+++ STUDY MATERIAL

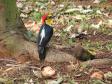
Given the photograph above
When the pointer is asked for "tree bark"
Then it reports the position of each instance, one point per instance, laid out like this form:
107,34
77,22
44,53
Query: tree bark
12,41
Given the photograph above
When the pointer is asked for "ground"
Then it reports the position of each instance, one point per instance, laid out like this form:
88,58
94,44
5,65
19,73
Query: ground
98,41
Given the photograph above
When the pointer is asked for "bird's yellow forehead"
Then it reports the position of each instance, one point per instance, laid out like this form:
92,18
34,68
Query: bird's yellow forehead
49,19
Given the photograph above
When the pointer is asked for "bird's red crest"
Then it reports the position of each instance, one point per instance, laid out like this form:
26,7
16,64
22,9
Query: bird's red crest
44,17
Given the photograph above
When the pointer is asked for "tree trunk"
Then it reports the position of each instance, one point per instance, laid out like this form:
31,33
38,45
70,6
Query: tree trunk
12,41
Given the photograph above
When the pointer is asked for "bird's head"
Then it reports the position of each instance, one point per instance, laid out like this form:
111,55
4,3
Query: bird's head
48,19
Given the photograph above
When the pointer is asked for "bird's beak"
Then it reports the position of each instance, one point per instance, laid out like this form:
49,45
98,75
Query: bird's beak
50,20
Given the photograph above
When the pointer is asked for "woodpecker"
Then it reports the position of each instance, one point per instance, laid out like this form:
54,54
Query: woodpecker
44,36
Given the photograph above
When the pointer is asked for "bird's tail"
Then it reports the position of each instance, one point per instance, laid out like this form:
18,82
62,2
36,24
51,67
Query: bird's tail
42,53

++++++

▶ WORK TO COMPLETE:
All of the entries, apart from the pictures, must be returned exactly.

▶ EXPECTED ANSWER:
Given the photograph above
When the pointer is asked for "tree bark"
Then it reports the position of each instance, one point per instance, laid out like this form:
107,34
77,22
44,53
Query: tree bark
12,41
Given the photograph above
When the pointer is asked for "ground"
Then it reports the position of each instance, one point per instance, laid out like this form:
88,58
94,44
5,65
19,73
Query: ground
98,41
Given the photograph above
When the pointer is asked for "bird's yellow forehead"
Then it reports the position of each instance, one point per instance, laid out like this form:
92,18
34,68
Query: bird's yellow forehead
49,19
Given the photograph above
When the pointer is asked for "bird's red crest"
Then it reports the position of each instance, one point per instance, laid out like this form:
26,7
16,64
22,9
Query: bird's red crest
44,17
Given the photograph above
When the pointer is asked for "tree trunk"
Then it reports the position of each instance, one point per instance, laid out like this form:
31,33
38,45
70,6
Query: tree trunk
12,41
Given the photograph above
When the pointer is asked for "bird's head"
Then it reports the position of each instance, one point per instance, laid out like this form:
111,55
4,3
Query: bird's head
48,19
Given the photograph above
When the pointer is asked for "bird's beak"
Then it reports the position of each instance, one point per instance, laid out like this form:
49,45
98,75
Query: bird's beak
50,20
Given the photograph above
When the pointer is asked for "woodpecker"
Then it reports the position of each instance, one point per instance, laid out like this form:
54,54
Query: woodpecker
44,36
Given the photograph above
When the pointer is asked for "bird's tail"
Then it reports the position of each instance, one point per instance, laid out like this form:
18,82
62,2
36,24
51,67
Query: bird's tail
42,53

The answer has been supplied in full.